_INSTRUCTION A_.
Answer these questions about the chapter on assembling kernel programs:
(i) Which chapter covers OpenCL setup and device verification?
(ii) Which library serves as the worked example in this chapter?
(iii) What load order number does the R_shims/ directory have?
— Start of READING TEXT —
Chapter 02: Using a ported library — assembling kernel programs

library(opencltools)

Introduction

OpenCL kernels are not self‑contained: any kernel that calls statistical math functions (e.g. dgamma, pnorm5, dbinom_raw) depends on OpenCL‑C ports of those functions to be compiled and loaded alongside it. opencltools provides the tools to manage those dependencies — loading, sorting, and assembling library shards into a single program string — without the calling package needing to know the internal structure of the library it is using.

This chapter uses nmathopencl as the concrete worked example. nmathopencl ships an OpenCL‑C port of R’s Mathlib (nmath) as a directory of annotated .cl shards. The same opencltools functions work with any library that follows the same annotation convention.

For OpenCL setup and device verification, see Chapter 01.


1. Anatomy of a ported library

nmathopencl organizes its OpenCL-C source into a top-level configuration file and seven subdirectories under inst/cl/. The layout mirrors how R itself layers its headers and runtime — each directory provides exactly what the directories after it need:

Load order Directory / file Contents
1 OPENCL.cl Global OpenCL configuration: cl_khr_fp64 / cl_khr_printf extensions, IEEE constants (ML_NAN, ML_POSINF), feature‑detection macros for expm1/log1p
2 libR_shims/ Host‑runtime compatibility shims: R_pow, R_pow_di, R_CheckStack — the bottom‑most primitive operations that everything above depends on
3 R_ext_types/ Type definitions: Rboolean, FALSE/TRUE, and related type aliases (mirrors R’s Boolean.h etc.)
4 R_shims/ R configuration and define shims: Rconfig.cl, Rdefines.cl, Rinternals.cl
5 R_ext_runtime/ Memory, error, and I/O interface shims: error, warning, Rf_error, Rf_warning — mirrors R’s Error.h, Memory.h, etc.
— End of READING TEXT —
_INSTRUCTION B_. Collect every line of the records that contains the string "Mark". Case counts.
— Start of DATASET —
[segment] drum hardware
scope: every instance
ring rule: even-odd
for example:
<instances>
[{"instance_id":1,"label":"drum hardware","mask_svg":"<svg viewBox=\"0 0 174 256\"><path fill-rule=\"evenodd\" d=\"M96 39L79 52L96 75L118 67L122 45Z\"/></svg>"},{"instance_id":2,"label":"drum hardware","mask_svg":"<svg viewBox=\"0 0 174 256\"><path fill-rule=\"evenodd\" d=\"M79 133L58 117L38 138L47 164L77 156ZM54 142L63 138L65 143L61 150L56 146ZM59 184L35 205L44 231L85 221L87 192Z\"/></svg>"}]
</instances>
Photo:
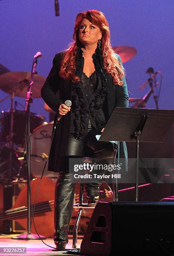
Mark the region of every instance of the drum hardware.
<instances>
[{"instance_id":1,"label":"drum hardware","mask_svg":"<svg viewBox=\"0 0 174 256\"><path fill-rule=\"evenodd\" d=\"M35 74L33 79L35 86L32 89L32 97L40 98L41 88L46 78ZM5 73L0 76L0 88L9 94L14 92L16 96L25 97L30 84L30 79L31 73L29 72Z\"/></svg>"},{"instance_id":2,"label":"drum hardware","mask_svg":"<svg viewBox=\"0 0 174 256\"><path fill-rule=\"evenodd\" d=\"M41 54L40 55L37 55L37 54ZM34 56L33 60L33 62L32 67L31 69L31 79L29 84L29 86L26 92L26 104L24 108L24 111L27 113L27 138L26 138L26 158L27 163L27 232L24 233L20 236L17 237L12 238L13 239L24 239L24 240L31 240L39 239L37 236L36 236L31 233L31 139L30 139L30 104L33 102L33 98L31 97L32 94L31 92L31 88L33 88L32 85L34 84L34 76L37 74L36 72L36 66L37 64L37 59L41 57L41 53L38 52ZM5 75L4 74L3 75ZM36 75L36 76L38 75ZM29 81L29 79L28 79ZM36 80L37 81L37 80ZM37 82L36 82L37 83ZM33 90L35 91L34 88ZM36 87L37 91L37 86ZM24 89L23 88L23 93L24 93ZM41 88L40 88L41 89ZM40 97L40 90L39 93L38 94L38 97ZM21 94L20 94L21 96ZM36 96L36 93L35 94L35 97L37 97Z\"/></svg>"},{"instance_id":3,"label":"drum hardware","mask_svg":"<svg viewBox=\"0 0 174 256\"><path fill-rule=\"evenodd\" d=\"M2 64L0 64L0 75L4 74L5 73L7 73L8 72L10 72L10 71L5 66L3 66Z\"/></svg>"},{"instance_id":4,"label":"drum hardware","mask_svg":"<svg viewBox=\"0 0 174 256\"><path fill-rule=\"evenodd\" d=\"M114 47L113 49L120 55L123 63L132 59L137 53L136 49L132 46L121 45Z\"/></svg>"},{"instance_id":5,"label":"drum hardware","mask_svg":"<svg viewBox=\"0 0 174 256\"><path fill-rule=\"evenodd\" d=\"M37 127L31 135L31 170L33 177L40 177L48 158L53 122ZM44 177L57 178L57 173L45 170Z\"/></svg>"},{"instance_id":6,"label":"drum hardware","mask_svg":"<svg viewBox=\"0 0 174 256\"><path fill-rule=\"evenodd\" d=\"M150 95L153 94L154 100L155 101L155 105L156 105L156 109L159 109L158 106L158 102L159 100L159 97L161 92L161 88L162 85L162 74L161 71L158 71L155 73L154 72L154 69L150 67L149 67L146 72L146 74L148 74L150 75L150 77L143 84L139 87L139 90L141 90L143 89L148 83L149 84L151 87L151 90L147 93L146 95L144 95L144 97L146 96L146 98L148 99ZM156 75L158 74L160 74L161 76L161 82L159 85L159 92L158 95L155 94L154 90L154 88L157 87L159 85L159 83L157 82Z\"/></svg>"}]
</instances>

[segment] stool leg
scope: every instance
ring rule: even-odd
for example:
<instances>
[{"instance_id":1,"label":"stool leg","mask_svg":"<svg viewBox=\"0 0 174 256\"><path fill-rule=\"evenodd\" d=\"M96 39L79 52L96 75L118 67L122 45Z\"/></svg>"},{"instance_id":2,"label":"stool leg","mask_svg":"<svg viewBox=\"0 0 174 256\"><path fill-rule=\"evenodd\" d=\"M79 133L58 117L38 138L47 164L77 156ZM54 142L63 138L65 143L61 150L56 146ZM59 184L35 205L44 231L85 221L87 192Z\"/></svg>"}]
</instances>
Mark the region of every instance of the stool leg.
— End of DATASET —
_FULL OUTPUT A_.
(i) Chapter 01
(ii) nmathopencl
(iii) 4

_FULL OUTPUT B_.
Mark the region of every instance of the drum hardware.
Mark the region of every instance of the stool leg.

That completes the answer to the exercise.